*Activity*: In the listing below, find each line that holds the string "gutter" and copy it.

*Dataset extract*:
***
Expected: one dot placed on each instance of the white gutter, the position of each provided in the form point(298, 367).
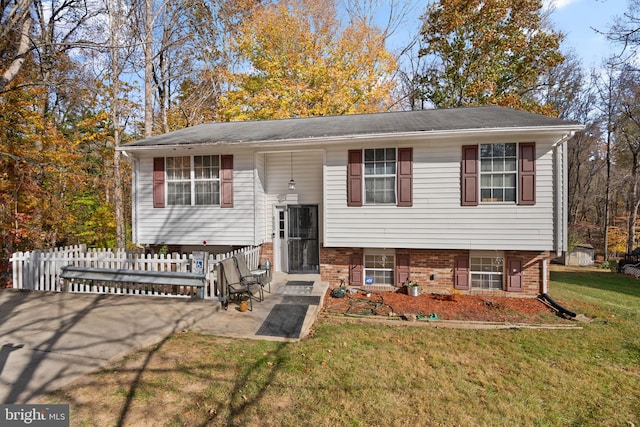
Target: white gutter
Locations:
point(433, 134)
***
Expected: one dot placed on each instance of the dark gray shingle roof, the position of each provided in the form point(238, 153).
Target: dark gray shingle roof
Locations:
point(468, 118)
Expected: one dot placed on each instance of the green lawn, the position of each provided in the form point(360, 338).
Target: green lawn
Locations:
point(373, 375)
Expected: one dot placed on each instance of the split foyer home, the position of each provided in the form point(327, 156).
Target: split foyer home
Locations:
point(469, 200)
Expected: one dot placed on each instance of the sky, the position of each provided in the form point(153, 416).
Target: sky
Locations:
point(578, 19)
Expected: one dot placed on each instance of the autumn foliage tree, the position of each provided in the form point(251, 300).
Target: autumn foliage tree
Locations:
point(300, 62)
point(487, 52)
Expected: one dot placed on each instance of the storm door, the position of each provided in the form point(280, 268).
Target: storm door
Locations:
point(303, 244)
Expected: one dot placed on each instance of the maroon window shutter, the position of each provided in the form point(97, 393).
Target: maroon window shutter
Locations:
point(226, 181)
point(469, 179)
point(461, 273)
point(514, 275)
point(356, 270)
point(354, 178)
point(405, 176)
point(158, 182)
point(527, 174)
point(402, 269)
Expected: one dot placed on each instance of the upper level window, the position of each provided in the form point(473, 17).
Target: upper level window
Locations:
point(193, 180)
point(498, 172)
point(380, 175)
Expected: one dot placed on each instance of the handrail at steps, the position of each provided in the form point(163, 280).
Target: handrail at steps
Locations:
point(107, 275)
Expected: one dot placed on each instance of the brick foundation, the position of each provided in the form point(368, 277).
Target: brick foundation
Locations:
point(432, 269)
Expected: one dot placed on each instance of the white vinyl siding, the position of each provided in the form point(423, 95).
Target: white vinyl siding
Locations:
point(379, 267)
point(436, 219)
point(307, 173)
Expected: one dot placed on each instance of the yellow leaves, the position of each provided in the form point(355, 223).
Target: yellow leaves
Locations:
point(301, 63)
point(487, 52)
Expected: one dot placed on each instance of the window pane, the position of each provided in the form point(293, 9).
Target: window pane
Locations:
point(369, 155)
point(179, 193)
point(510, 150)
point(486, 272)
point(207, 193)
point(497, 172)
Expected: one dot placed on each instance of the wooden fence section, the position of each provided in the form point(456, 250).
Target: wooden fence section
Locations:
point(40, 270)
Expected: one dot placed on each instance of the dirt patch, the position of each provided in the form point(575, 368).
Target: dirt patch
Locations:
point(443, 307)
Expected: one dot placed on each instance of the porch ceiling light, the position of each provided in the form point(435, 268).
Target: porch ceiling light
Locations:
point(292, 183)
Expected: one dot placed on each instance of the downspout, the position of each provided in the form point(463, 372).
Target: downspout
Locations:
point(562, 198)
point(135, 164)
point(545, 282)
***
*Task result*:
Expected: one dot placed on each instance of the white gutter, the position of each provided in the form point(298, 367).
Target: white gutter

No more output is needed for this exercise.